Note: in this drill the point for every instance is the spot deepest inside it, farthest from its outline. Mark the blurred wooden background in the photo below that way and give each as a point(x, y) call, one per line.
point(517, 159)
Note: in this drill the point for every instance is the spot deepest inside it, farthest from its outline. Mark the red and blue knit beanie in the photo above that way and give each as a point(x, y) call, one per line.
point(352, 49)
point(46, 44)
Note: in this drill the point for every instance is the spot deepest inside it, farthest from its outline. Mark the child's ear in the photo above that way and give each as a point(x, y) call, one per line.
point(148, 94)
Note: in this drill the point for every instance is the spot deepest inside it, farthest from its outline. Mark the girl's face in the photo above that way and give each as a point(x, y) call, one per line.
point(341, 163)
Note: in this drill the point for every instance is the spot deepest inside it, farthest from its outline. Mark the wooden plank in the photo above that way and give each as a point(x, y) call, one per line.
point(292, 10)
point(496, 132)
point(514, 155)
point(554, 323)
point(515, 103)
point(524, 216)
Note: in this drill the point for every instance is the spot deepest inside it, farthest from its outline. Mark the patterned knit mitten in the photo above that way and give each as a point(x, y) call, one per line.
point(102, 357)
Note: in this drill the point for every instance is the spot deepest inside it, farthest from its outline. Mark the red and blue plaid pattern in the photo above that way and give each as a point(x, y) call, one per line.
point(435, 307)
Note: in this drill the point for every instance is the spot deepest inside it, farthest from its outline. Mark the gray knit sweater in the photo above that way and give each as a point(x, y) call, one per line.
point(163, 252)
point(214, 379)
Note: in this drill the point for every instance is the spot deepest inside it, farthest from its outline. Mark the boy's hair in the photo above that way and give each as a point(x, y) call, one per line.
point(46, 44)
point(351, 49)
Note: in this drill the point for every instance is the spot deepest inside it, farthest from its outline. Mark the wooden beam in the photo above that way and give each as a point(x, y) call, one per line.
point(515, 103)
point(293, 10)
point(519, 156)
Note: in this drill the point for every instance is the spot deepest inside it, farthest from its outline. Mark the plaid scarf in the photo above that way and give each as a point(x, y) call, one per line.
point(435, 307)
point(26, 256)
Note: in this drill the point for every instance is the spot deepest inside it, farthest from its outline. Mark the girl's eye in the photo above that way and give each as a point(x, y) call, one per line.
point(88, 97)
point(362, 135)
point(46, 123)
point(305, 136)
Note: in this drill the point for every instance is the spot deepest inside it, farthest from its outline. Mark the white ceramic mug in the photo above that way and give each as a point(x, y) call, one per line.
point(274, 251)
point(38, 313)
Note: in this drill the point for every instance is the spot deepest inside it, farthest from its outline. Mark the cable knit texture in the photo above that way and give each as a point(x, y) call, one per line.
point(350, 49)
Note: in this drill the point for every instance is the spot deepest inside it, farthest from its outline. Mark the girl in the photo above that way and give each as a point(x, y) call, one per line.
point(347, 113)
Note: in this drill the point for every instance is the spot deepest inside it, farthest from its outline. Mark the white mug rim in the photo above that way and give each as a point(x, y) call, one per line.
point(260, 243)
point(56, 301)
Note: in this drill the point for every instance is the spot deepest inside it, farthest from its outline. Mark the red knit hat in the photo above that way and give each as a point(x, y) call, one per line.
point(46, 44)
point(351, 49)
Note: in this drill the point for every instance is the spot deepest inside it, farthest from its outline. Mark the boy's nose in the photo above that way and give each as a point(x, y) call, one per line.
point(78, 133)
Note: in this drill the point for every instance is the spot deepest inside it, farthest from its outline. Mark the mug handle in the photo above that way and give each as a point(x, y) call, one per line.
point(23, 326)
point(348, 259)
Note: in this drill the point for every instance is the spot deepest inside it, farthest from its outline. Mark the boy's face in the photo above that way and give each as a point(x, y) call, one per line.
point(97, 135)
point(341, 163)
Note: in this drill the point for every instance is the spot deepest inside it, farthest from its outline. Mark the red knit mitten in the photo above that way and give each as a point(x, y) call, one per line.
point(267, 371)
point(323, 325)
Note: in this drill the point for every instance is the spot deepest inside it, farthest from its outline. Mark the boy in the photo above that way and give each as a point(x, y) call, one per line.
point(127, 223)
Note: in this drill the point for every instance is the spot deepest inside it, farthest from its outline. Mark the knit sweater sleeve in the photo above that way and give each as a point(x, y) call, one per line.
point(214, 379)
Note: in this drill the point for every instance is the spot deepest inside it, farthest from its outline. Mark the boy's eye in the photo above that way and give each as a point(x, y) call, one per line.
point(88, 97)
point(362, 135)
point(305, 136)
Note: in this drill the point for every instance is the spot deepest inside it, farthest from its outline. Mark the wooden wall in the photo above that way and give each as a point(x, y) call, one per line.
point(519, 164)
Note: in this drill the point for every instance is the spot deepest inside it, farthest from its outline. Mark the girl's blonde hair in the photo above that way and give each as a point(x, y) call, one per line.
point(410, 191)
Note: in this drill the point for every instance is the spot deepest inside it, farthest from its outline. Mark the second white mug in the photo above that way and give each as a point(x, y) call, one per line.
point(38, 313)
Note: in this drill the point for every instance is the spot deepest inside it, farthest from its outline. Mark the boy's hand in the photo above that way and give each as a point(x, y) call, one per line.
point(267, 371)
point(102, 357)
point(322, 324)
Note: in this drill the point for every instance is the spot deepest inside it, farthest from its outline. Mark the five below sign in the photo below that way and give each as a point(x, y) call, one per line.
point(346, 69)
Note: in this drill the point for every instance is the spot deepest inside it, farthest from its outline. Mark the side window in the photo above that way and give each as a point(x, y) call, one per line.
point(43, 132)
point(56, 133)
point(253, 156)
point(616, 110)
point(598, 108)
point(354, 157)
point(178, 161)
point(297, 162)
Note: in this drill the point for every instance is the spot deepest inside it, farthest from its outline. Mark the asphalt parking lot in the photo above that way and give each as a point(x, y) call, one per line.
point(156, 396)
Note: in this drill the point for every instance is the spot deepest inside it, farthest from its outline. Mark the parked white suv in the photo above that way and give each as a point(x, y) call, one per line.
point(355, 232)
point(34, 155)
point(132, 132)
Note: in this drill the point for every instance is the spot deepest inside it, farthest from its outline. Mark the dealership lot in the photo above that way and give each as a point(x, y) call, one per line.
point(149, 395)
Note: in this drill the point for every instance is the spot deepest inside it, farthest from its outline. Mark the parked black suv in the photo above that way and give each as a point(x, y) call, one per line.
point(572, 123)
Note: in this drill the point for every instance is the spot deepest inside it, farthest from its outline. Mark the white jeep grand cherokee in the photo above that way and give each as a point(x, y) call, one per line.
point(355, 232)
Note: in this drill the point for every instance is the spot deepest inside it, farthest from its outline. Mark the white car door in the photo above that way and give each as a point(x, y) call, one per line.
⁂
_How to complete this task_: Once more, write out all the data exactly.

_Exercise solution_:
Note: in this drill the point for every instance is the spot deepest inside it, farthest from its outline. Mark the blurred wooden background in the photo below that way and give each as a point(x, y) call, one per line.
point(517, 159)
Note: in this drill the point for every instance is the spot deepest inside it, farthest from its outline. Mark the red and blue knit beanie in the photo above that way and give each as a point(x, y) call, one per line.
point(352, 49)
point(46, 44)
Note: in this drill the point for every instance is the spot deepest inside it, farthest from its outline. Mark the child's ear in the photo above that way and give each as a point(x, y) call, one per line.
point(148, 94)
Note: in this drill the point for every instance is the spot deepest inside it, farthest from its outline. Mark the girl's face in the photo above that way and give each as a point(x, y) call, one per line.
point(341, 163)
Note: in this drill the point for every instance is the spot deepest inside it, farthest from its outline. Mark the wooden plank in the photo above that way and give each as a point(x, y) call, one per line.
point(292, 10)
point(496, 132)
point(514, 155)
point(554, 323)
point(515, 103)
point(524, 216)
Note: in this drill the point for every instance is the spot deepest inside it, farthest from its outline. Mark the patterned knit mitten in the photo above that way and give each as a point(x, y) call, one per line.
point(102, 357)
Note: in this drill the point for every instance is the spot deepest inside it, farthest from its outline. Mark the red and blue plaid pattern in the photo above that way and give each as a point(x, y) call, one per line.
point(435, 307)
Note: in this drill the point for every instance is the spot deepest inside it, farthest from its outline. Mark the gray knit sweater in the photo above that way and give each as a point(x, y) call, one per line.
point(163, 252)
point(214, 379)
Note: in this drill the point for every instance is the spot deepest inside it, farthest from its outline. Mark the boy's hair in the photo above that way and give each as a point(x, y) call, one per line.
point(46, 44)
point(351, 49)
Note: in this drill the point for every instance is the spot deepest inside it, farthest from its outline. Mark the wooden beam in the photo above that way and give each as a point(x, y) call, one per line.
point(515, 103)
point(293, 10)
point(519, 156)
Note: in this drill the point for every instance is the spot deepest inside it, farthest from its outline. Mark the plaid scarf in the photo above that way and give each as a point(x, y) call, one per line.
point(435, 307)
point(26, 256)
Note: in this drill the point for every instance is the spot deepest inside it, farthest from its outline. Mark the girl's eye in the photo above that way and give each as a point(x, y) call, one per line.
point(88, 97)
point(362, 135)
point(46, 123)
point(305, 136)
Note: in this drill the point for every instance is the spot deepest inside it, farthest from its outline. Mark the white ceramic mug in the photo above that way and give each as a point(x, y) call, one per line.
point(274, 251)
point(38, 313)
Note: in this drill the point for every instance is the spot deepest inside it, farthest from its outline. Mark the cable knit texture in the photo above that way and give each as a point(x, y) call, one per line.
point(350, 49)
Note: in this drill the point for every instance is the spot deepest inside it, farthest from its outline. Mark the girl in the photo above that way and give each as a point(x, y) call, one per line.
point(347, 113)
Note: in this drill the point for every instance is the spot deepest inside it, farthest from its outline. Mark the white mug rim in the photo above that way and give each as a point(x, y) call, one per line.
point(260, 243)
point(56, 301)
Note: in this drill the point for every instance is the spot deepest inside it, farthest from its outline. Mark the red knit hat in the photo above that way and give each as a point(x, y) call, one per line.
point(46, 44)
point(351, 49)
Note: in this drill the point for every instance is the spot deepest inside it, farthest from its outline. Mark the boy's nose in the photo above that way and give each as a point(x, y) call, one per line.
point(78, 133)
Note: in this drill the point for every instance is the spot deepest inside it, farthest from its outline. Mark the mug handle in the photo above that way and give each as a point(x, y) call, one per line.
point(23, 326)
point(348, 259)
Note: in this drill the point for every instance is the spot deepest inside it, farthest from its outline. Mark the boy's face in the photo above that way and give each as a point(x, y) call, one per line.
point(97, 135)
point(341, 163)
Note: in this drill the point for every instance is the spot deepest inside it, farthest from its outline. Mark the red knit mitten in the photo above that way and give each as a point(x, y) call, one per line.
point(267, 371)
point(323, 325)
Note: in this drill the point for every instance is the spot deepest inside it, farthest from its outline. Mark the boy in the photo above that way and give each as a point(x, y) call, one per line.
point(127, 223)
Note: in this drill the point for every instance is the spot deepest inside it, farthest from its outline. Mark the knit sweater sleeve in the photo above that way and give each as a point(x, y) call, one per line.
point(214, 379)
Note: in this drill the point for every instance is the spot deepest inside it, farthest from its outline. Mark the boy's eye in the photo above that way and give each as a point(x, y) call, one per line.
point(88, 97)
point(362, 135)
point(305, 136)
Note: in this drill the point for every instance is the spot deepest inside it, farthest from its outline. Mark the wooden wall in the photo above that way and give each as a point(x, y) call, one per line.
point(519, 164)
Note: in this drill the point for every instance is the spot deepest inside it, farthest from its outline. Mark the girl's blonde hair in the photo above that way and give each as a point(x, y) call, one per line.
point(410, 191)
Note: in this drill the point for every instance is the spot deepest inside it, farthest from its outline. Mark the second white mug in the photo above that way and give each as a point(x, y) call, one per line.
point(38, 313)
Note: in this drill the point for every instance is the spot deepest inside it, farthest from its outline. Mark the boy's hand in the photo above that way and give each as a point(x, y) call, one per line.
point(267, 371)
point(102, 357)
point(322, 324)
Note: in this drill the point for every instance is the spot deepest inside it, farthest from its outline. Mark the five below sign in the photo below that way and give each as a point(x, y) call, one per line.
point(346, 69)
Note: in this drill the point for every instance is the spot deepest inside it, farthest from its outline. Mark the side window in the photo above that way and give each as a point(x, y) call, one per line.
point(43, 132)
point(56, 133)
point(253, 156)
point(616, 110)
point(598, 108)
point(354, 157)
point(178, 161)
point(297, 162)
Note: in this drill the point for every instance is the spot deepest inside it, farthest from its outline. Mark the asphalt parking lot in the photo above that way and give each as a point(x, y) call, one per line.
point(156, 396)
Note: in this drill the point for every instance is the spot deepest inside it, farthest from its outline. Mark the parked white suv in the photo above that way and give each as a point(x, y) call, one per line.
point(355, 232)
point(34, 155)
point(132, 132)
Note: in this drill the point for every instance is the spot deepest inside it, farthest from its outline. Mark the dealership lot in the photo above that way and give each as a point(x, y) call, one per line.
point(149, 395)
Note: in this drill the point for every instance is the spot deepest inside it, farthest from its outline. Mark the parked black suv in the photo above that way and give each as a point(x, y) call, one per line.
point(572, 123)
Note: in this drill the point for every instance is the spot deepest inside it, farthest from its outline. Mark the white jeep grand cherokee in the photo above that way and give each as a point(x, y) call, one per line.
point(355, 232)
Note: in this drill the point for every instance is the spot deepest inside it, farthest from its outline. Mark the white car door in the photo above that way and give each as a point(x, y) call, one per line.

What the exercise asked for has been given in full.